AIM OF THE TASK: Please reproduce, exactly and in full, the lines from the one containing "Phrase: yellow flower" to the end of the material below.

DATA SECTION:
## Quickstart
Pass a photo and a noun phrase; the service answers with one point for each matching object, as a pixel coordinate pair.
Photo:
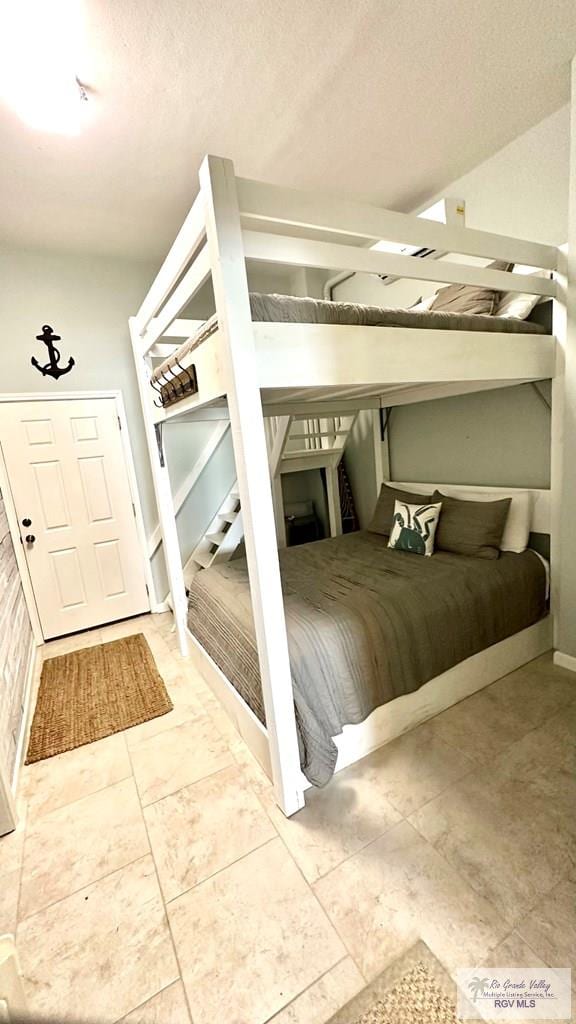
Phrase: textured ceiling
(382, 99)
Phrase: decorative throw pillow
(422, 304)
(469, 298)
(414, 527)
(382, 520)
(517, 530)
(471, 527)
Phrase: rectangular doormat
(415, 989)
(91, 693)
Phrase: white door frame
(132, 483)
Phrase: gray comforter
(365, 624)
(295, 309)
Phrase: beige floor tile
(204, 827)
(512, 951)
(98, 953)
(337, 820)
(186, 708)
(9, 887)
(531, 695)
(11, 845)
(325, 997)
(398, 767)
(543, 763)
(550, 927)
(399, 890)
(169, 761)
(250, 939)
(169, 1007)
(69, 776)
(500, 834)
(80, 843)
(481, 726)
(544, 665)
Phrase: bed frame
(249, 368)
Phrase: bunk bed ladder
(219, 542)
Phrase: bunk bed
(274, 355)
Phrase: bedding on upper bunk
(297, 309)
(366, 624)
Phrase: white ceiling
(384, 99)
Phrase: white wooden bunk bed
(247, 371)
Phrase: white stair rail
(188, 484)
(220, 539)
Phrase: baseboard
(12, 998)
(565, 660)
(27, 715)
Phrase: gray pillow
(470, 527)
(470, 298)
(382, 520)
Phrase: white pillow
(422, 304)
(517, 530)
(414, 527)
(520, 303)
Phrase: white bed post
(564, 480)
(231, 291)
(333, 496)
(163, 492)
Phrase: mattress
(365, 626)
(296, 309)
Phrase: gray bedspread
(295, 309)
(365, 624)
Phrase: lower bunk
(379, 639)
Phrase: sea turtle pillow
(414, 527)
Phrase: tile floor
(153, 881)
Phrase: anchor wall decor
(51, 368)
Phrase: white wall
(500, 436)
(87, 301)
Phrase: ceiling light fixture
(41, 45)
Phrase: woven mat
(415, 989)
(92, 692)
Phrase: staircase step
(215, 538)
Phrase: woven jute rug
(90, 693)
(415, 989)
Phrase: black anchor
(51, 369)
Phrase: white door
(70, 485)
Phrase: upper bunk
(305, 351)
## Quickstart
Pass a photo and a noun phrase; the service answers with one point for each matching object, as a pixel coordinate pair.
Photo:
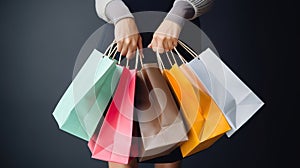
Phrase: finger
(140, 45)
(124, 50)
(153, 44)
(131, 50)
(160, 45)
(170, 44)
(175, 42)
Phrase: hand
(165, 37)
(127, 37)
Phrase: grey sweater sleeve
(182, 9)
(188, 9)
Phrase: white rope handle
(109, 48)
(160, 62)
(188, 49)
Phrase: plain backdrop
(40, 40)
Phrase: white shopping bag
(234, 98)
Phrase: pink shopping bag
(114, 142)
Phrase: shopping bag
(162, 127)
(215, 125)
(81, 106)
(234, 98)
(190, 105)
(206, 122)
(114, 140)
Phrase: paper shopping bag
(81, 106)
(190, 105)
(114, 141)
(233, 97)
(215, 125)
(162, 127)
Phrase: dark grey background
(40, 40)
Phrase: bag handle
(127, 60)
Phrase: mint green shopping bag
(82, 105)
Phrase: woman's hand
(127, 37)
(165, 37)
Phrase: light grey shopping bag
(82, 105)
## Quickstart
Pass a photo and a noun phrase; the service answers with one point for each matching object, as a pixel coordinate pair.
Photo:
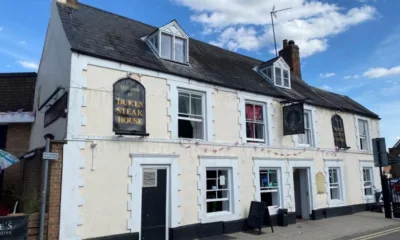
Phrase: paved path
(325, 229)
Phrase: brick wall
(17, 143)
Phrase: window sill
(369, 199)
(336, 203)
(305, 145)
(219, 216)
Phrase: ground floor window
(218, 197)
(334, 184)
(367, 179)
(269, 186)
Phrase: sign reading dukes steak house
(129, 108)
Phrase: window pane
(222, 194)
(196, 105)
(335, 193)
(285, 78)
(180, 49)
(259, 131)
(166, 46)
(269, 72)
(270, 198)
(212, 184)
(368, 191)
(183, 103)
(223, 179)
(212, 174)
(363, 144)
(211, 195)
(190, 129)
(278, 76)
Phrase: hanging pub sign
(293, 119)
(13, 227)
(129, 108)
(56, 110)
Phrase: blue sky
(347, 46)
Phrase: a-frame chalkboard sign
(256, 216)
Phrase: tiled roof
(17, 91)
(105, 35)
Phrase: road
(390, 234)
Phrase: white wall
(54, 71)
(94, 178)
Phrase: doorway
(302, 196)
(154, 204)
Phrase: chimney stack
(290, 52)
(70, 2)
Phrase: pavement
(360, 226)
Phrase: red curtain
(253, 113)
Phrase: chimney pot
(290, 52)
(285, 43)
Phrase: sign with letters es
(293, 119)
(129, 108)
(13, 227)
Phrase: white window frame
(217, 162)
(370, 165)
(314, 133)
(165, 30)
(173, 110)
(280, 166)
(228, 198)
(369, 133)
(265, 130)
(203, 110)
(267, 111)
(280, 63)
(335, 163)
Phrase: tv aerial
(273, 15)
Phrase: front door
(154, 195)
(302, 192)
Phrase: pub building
(168, 137)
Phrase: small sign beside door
(50, 156)
(13, 227)
(293, 119)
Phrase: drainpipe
(45, 174)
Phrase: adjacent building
(168, 137)
(16, 118)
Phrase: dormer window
(170, 42)
(276, 71)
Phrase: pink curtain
(253, 112)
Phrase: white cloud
(382, 72)
(326, 87)
(326, 75)
(28, 64)
(247, 25)
(356, 76)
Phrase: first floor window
(269, 187)
(255, 124)
(367, 179)
(218, 196)
(190, 115)
(307, 137)
(363, 134)
(334, 184)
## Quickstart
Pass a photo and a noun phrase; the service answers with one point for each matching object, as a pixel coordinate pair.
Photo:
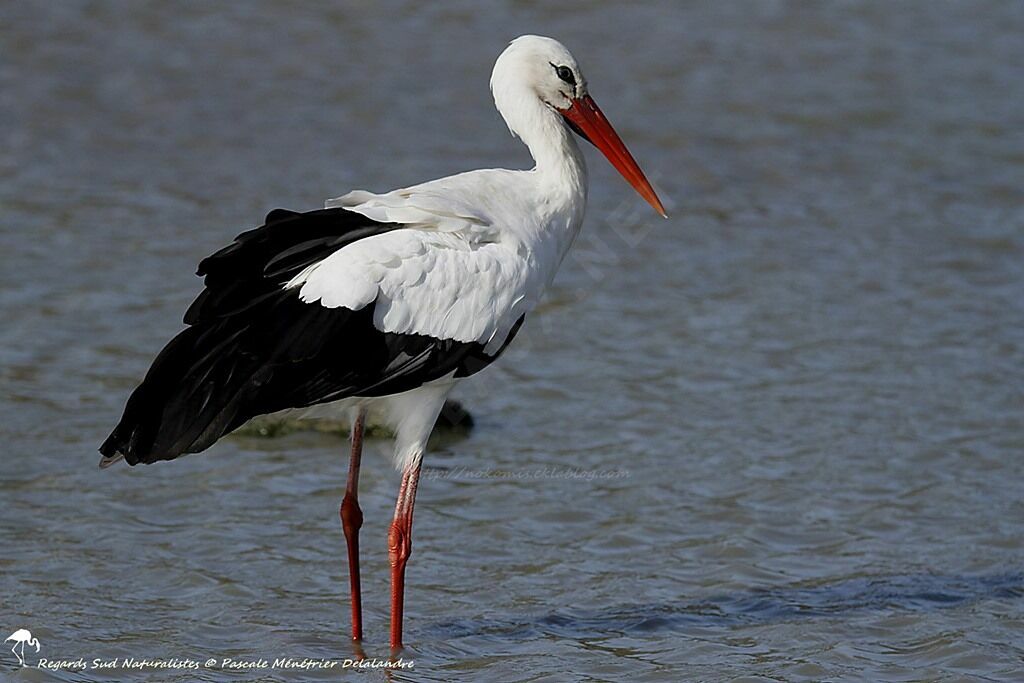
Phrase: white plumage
(384, 301)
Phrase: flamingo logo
(20, 637)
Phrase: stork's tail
(196, 392)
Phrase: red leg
(351, 520)
(399, 545)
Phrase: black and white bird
(383, 302)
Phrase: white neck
(559, 163)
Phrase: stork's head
(537, 70)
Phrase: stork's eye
(565, 74)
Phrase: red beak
(586, 119)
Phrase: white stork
(382, 302)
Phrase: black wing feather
(253, 347)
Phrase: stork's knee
(351, 515)
(399, 545)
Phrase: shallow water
(775, 437)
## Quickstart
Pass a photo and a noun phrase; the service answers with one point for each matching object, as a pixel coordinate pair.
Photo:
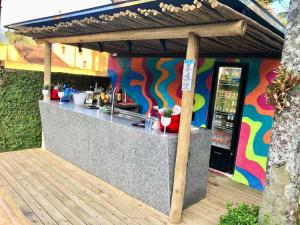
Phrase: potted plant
(166, 118)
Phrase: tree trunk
(281, 195)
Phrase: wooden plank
(47, 76)
(130, 206)
(184, 135)
(9, 212)
(62, 181)
(54, 177)
(47, 64)
(38, 210)
(53, 212)
(206, 30)
(26, 210)
(56, 202)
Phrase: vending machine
(225, 113)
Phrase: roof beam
(205, 30)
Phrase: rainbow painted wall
(157, 81)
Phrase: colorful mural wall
(157, 81)
(256, 126)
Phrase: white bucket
(79, 98)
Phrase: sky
(14, 11)
(20, 10)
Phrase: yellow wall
(96, 63)
(87, 59)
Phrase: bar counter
(137, 161)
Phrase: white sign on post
(187, 75)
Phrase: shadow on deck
(50, 190)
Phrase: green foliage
(20, 120)
(243, 214)
(20, 125)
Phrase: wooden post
(184, 135)
(47, 75)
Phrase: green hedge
(20, 125)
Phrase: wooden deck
(49, 190)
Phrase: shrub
(243, 214)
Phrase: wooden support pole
(47, 75)
(205, 30)
(184, 135)
(47, 64)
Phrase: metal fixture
(113, 99)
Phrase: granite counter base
(137, 162)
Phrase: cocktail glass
(165, 121)
(60, 95)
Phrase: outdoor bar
(231, 52)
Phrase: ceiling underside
(258, 40)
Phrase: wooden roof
(258, 40)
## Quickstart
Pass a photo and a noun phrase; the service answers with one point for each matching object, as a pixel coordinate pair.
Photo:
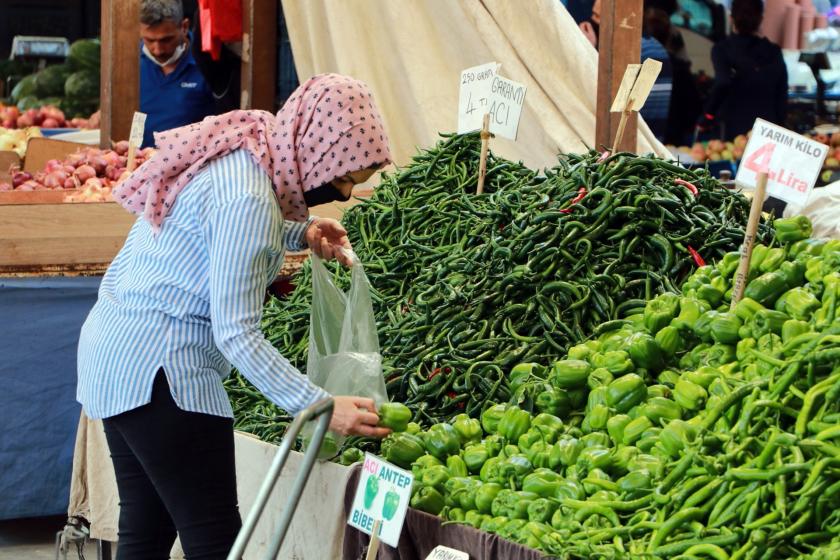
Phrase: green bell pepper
(658, 409)
(352, 455)
(773, 259)
(724, 328)
(548, 424)
(634, 429)
(768, 321)
(801, 304)
(435, 476)
(391, 504)
(427, 499)
(689, 395)
(404, 449)
(747, 308)
(596, 418)
(456, 466)
(468, 429)
(542, 482)
(371, 490)
(475, 456)
(485, 495)
(660, 311)
(442, 440)
(514, 469)
(395, 416)
(767, 288)
(541, 510)
(669, 341)
(569, 374)
(618, 362)
(514, 423)
(565, 452)
(422, 463)
(626, 392)
(795, 228)
(523, 373)
(553, 401)
(491, 417)
(490, 470)
(615, 427)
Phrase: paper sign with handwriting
(792, 162)
(474, 96)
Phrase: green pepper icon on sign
(392, 503)
(371, 489)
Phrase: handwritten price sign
(792, 162)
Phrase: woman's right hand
(356, 416)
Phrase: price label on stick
(792, 162)
(381, 499)
(474, 95)
(506, 100)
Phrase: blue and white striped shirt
(190, 301)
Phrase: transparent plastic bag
(344, 356)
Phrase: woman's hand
(356, 416)
(327, 237)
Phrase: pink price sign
(791, 161)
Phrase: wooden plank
(40, 150)
(56, 234)
(619, 44)
(259, 54)
(119, 90)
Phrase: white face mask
(179, 52)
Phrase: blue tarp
(39, 330)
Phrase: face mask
(179, 51)
(323, 195)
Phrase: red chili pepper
(698, 260)
(581, 193)
(687, 185)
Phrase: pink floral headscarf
(329, 127)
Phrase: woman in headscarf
(220, 201)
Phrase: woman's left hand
(327, 237)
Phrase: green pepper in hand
(395, 416)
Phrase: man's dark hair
(154, 12)
(747, 15)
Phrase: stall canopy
(411, 54)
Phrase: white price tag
(382, 494)
(474, 96)
(506, 100)
(792, 162)
(441, 552)
(138, 127)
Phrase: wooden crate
(42, 236)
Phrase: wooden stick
(373, 547)
(485, 146)
(131, 163)
(749, 240)
(622, 124)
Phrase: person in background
(655, 110)
(173, 90)
(686, 104)
(750, 76)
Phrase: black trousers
(175, 471)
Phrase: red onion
(85, 172)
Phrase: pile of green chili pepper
(466, 286)
(685, 431)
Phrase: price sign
(792, 162)
(382, 495)
(506, 100)
(138, 127)
(474, 96)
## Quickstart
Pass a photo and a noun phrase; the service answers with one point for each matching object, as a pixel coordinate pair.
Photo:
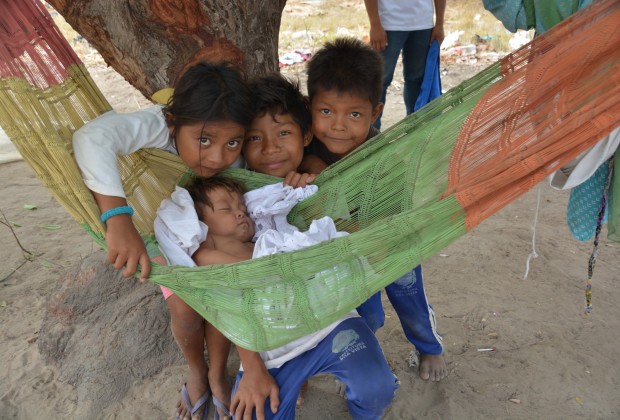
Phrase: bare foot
(432, 367)
(301, 398)
(196, 387)
(222, 390)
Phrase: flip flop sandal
(218, 404)
(202, 401)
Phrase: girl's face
(209, 148)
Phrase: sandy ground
(551, 360)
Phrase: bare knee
(182, 317)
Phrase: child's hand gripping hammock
(404, 196)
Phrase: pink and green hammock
(403, 197)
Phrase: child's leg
(372, 312)
(218, 347)
(188, 329)
(417, 318)
(352, 353)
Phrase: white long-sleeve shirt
(98, 143)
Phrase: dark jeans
(414, 46)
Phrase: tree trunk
(151, 42)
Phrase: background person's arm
(378, 37)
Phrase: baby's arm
(255, 387)
(309, 169)
(312, 164)
(205, 255)
(96, 146)
(295, 179)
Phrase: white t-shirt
(406, 15)
(180, 233)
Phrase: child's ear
(376, 112)
(307, 137)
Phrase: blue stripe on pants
(416, 316)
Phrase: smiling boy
(345, 83)
(280, 130)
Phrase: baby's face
(228, 217)
(274, 145)
(341, 121)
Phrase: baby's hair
(200, 187)
(209, 92)
(274, 94)
(347, 65)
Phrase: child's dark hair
(275, 94)
(199, 189)
(210, 92)
(347, 65)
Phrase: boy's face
(228, 217)
(341, 121)
(209, 148)
(275, 145)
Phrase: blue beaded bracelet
(115, 212)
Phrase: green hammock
(403, 196)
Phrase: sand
(551, 360)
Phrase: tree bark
(151, 42)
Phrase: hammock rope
(403, 196)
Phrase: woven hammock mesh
(403, 196)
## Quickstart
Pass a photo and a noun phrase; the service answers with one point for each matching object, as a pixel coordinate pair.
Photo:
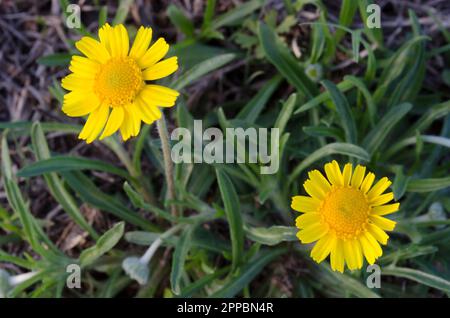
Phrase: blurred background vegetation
(335, 88)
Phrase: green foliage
(234, 226)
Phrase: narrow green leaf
(418, 276)
(201, 69)
(233, 212)
(271, 235)
(283, 60)
(381, 130)
(344, 111)
(69, 163)
(179, 19)
(179, 258)
(248, 273)
(104, 244)
(54, 184)
(328, 150)
(251, 111)
(428, 185)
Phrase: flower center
(346, 211)
(118, 81)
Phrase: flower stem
(168, 167)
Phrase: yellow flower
(344, 214)
(110, 83)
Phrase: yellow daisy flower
(344, 214)
(110, 84)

SOLUTION TO THIS PROBLEM:
Phrase: yellow flower
(344, 214)
(110, 83)
Phrase: yellow daisy flower
(344, 214)
(110, 84)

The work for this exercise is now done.